#### TASK BRIEF:
Which lines in the rows below contain the word "terracotta"? Return each of those lines in full.

#### ENTRIES:

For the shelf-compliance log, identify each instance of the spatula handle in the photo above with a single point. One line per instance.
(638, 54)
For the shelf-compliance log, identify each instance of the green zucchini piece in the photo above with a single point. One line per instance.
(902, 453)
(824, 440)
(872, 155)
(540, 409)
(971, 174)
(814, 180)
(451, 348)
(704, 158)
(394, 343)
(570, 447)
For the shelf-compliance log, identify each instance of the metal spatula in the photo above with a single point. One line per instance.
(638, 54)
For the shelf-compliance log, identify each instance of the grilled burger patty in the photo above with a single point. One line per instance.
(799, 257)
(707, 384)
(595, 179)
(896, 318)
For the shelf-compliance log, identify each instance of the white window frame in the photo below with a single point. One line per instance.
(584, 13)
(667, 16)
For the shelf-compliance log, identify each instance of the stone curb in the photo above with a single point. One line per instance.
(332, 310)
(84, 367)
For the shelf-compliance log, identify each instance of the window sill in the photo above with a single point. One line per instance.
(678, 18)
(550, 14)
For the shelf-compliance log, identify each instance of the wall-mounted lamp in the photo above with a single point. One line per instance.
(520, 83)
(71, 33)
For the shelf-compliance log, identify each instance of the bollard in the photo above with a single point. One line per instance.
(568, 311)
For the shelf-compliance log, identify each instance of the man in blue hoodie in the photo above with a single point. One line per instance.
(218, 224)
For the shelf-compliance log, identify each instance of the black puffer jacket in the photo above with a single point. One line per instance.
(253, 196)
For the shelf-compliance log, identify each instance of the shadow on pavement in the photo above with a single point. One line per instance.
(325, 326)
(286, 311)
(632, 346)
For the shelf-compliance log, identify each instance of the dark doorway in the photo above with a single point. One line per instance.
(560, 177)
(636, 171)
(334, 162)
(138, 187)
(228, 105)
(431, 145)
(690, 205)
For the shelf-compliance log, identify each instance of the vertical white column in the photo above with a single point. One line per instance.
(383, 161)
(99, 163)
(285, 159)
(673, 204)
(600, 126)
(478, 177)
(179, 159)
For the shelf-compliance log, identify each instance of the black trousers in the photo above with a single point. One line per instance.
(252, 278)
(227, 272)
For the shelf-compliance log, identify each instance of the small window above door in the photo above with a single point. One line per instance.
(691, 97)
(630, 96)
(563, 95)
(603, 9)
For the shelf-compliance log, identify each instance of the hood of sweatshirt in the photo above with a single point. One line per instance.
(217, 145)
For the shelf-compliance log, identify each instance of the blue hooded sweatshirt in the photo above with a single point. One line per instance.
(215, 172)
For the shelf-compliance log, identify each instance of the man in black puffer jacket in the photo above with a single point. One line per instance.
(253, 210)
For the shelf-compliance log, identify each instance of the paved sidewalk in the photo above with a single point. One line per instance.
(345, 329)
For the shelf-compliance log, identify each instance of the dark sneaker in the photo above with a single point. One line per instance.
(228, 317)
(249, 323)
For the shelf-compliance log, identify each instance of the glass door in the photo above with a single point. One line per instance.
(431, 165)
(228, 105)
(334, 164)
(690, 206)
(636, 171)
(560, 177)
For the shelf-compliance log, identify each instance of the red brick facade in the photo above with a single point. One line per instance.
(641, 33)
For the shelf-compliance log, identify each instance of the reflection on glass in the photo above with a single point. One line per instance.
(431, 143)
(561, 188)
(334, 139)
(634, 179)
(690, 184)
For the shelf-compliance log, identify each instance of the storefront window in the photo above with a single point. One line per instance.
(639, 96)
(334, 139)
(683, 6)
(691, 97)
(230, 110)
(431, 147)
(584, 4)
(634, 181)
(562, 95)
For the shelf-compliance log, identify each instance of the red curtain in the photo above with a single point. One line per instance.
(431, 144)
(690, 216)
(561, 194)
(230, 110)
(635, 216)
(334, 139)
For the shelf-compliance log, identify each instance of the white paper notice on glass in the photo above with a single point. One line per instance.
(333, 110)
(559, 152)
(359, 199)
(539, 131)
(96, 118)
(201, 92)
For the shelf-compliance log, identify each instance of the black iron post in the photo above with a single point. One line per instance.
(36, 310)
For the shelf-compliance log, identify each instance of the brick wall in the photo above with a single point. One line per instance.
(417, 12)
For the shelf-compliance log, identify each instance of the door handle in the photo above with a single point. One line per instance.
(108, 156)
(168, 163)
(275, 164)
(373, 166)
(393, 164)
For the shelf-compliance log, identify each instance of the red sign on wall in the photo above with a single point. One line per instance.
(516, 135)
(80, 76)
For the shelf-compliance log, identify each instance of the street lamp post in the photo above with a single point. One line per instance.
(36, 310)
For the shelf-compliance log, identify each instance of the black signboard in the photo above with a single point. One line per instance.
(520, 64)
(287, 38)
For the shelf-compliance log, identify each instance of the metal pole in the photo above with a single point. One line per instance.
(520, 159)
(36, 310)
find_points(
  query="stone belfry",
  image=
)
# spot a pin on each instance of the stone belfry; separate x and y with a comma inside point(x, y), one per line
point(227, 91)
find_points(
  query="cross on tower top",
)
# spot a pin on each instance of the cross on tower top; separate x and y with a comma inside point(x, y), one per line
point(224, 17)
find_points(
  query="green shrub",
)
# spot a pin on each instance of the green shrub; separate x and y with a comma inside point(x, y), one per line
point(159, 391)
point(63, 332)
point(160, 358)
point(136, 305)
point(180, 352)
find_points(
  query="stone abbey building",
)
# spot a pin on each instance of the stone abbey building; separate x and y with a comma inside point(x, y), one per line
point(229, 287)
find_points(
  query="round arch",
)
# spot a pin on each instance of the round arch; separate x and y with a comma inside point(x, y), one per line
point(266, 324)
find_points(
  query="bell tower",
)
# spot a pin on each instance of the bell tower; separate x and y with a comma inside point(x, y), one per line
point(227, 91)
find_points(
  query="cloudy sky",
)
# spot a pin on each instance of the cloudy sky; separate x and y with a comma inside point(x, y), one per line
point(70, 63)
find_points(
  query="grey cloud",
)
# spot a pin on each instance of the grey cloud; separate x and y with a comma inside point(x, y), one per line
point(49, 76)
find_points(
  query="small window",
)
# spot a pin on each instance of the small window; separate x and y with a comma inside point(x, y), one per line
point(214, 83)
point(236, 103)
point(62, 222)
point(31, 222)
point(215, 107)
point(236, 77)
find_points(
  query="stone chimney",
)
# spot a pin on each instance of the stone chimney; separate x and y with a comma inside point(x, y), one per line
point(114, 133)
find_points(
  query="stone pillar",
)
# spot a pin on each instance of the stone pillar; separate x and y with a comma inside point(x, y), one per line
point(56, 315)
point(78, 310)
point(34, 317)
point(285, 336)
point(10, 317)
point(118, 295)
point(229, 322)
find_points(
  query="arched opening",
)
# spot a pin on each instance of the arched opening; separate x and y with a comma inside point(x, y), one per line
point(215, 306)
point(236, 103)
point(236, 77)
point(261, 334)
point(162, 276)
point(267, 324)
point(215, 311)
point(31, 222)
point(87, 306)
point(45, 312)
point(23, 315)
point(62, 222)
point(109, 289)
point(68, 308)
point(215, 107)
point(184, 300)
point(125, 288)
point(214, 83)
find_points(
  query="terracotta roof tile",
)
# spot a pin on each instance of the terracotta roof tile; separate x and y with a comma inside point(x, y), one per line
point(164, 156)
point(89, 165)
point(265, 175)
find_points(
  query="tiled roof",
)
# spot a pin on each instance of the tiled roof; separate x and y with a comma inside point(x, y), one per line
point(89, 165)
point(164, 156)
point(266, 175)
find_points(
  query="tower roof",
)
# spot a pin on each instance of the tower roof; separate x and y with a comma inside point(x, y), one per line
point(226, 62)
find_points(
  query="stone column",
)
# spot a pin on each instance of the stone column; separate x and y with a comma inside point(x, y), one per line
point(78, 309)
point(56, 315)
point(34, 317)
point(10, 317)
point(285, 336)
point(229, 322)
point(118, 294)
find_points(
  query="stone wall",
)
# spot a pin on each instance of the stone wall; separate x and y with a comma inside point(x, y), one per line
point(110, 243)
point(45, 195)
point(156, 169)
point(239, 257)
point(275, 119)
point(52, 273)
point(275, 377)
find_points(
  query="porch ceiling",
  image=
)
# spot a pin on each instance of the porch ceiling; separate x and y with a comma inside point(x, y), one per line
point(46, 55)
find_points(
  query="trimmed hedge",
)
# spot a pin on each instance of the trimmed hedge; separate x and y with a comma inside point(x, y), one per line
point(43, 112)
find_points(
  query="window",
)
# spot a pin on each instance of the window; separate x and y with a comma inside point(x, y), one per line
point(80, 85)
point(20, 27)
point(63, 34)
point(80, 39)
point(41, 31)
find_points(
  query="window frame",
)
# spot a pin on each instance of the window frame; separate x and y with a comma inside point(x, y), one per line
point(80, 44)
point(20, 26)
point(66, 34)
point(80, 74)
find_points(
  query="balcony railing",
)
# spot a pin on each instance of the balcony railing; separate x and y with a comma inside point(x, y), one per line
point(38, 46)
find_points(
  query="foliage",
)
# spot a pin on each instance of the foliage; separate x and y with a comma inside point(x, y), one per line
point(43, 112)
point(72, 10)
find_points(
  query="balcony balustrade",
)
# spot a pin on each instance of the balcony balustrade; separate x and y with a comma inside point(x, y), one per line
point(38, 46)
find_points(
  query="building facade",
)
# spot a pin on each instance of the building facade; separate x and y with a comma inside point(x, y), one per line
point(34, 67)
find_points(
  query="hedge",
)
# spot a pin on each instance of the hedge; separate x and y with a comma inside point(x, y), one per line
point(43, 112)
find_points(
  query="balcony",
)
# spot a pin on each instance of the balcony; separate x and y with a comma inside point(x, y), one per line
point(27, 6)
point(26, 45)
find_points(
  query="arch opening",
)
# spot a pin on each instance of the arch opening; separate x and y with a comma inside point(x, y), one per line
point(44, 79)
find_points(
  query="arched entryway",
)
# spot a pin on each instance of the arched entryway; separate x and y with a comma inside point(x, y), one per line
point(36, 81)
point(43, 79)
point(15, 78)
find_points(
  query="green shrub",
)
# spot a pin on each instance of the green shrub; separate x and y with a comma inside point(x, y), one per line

#### RIGHT ANSWER:
  query="terracotta roof tile",
# spot a pin on each instance of the terracotta roof tile; separate x and y with a comma inside point(x, y), one per line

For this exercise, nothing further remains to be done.